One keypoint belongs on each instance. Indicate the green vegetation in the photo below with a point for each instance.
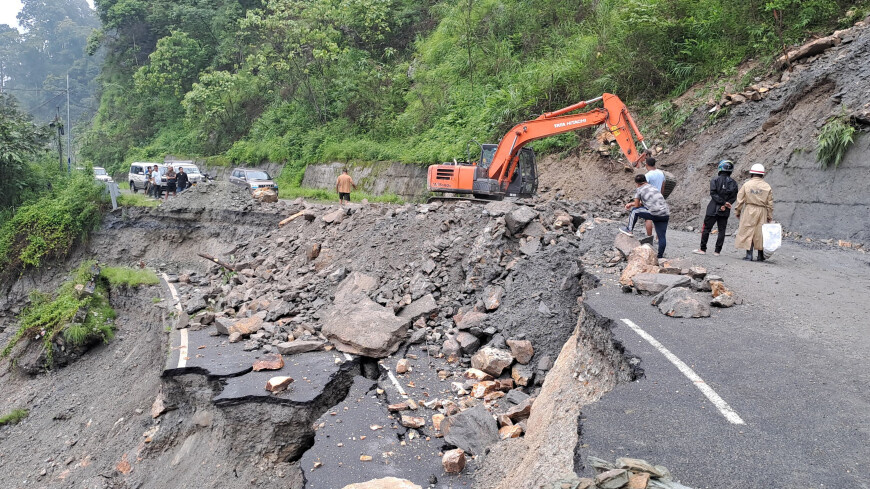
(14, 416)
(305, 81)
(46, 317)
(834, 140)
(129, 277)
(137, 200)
--
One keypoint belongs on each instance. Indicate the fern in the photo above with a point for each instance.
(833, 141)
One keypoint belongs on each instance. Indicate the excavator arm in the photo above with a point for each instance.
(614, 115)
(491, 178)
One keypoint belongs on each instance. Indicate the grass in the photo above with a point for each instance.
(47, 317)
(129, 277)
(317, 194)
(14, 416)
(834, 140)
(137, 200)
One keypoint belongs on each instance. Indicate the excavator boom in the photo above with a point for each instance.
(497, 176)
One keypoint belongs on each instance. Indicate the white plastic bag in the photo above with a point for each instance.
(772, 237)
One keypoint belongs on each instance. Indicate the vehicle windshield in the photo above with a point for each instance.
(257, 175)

SHORT TASK: Count the lines above that contain the string "excavator", treating uppercase and lowercase as different. Reply with the number only.

FINISHED ANSWER: 2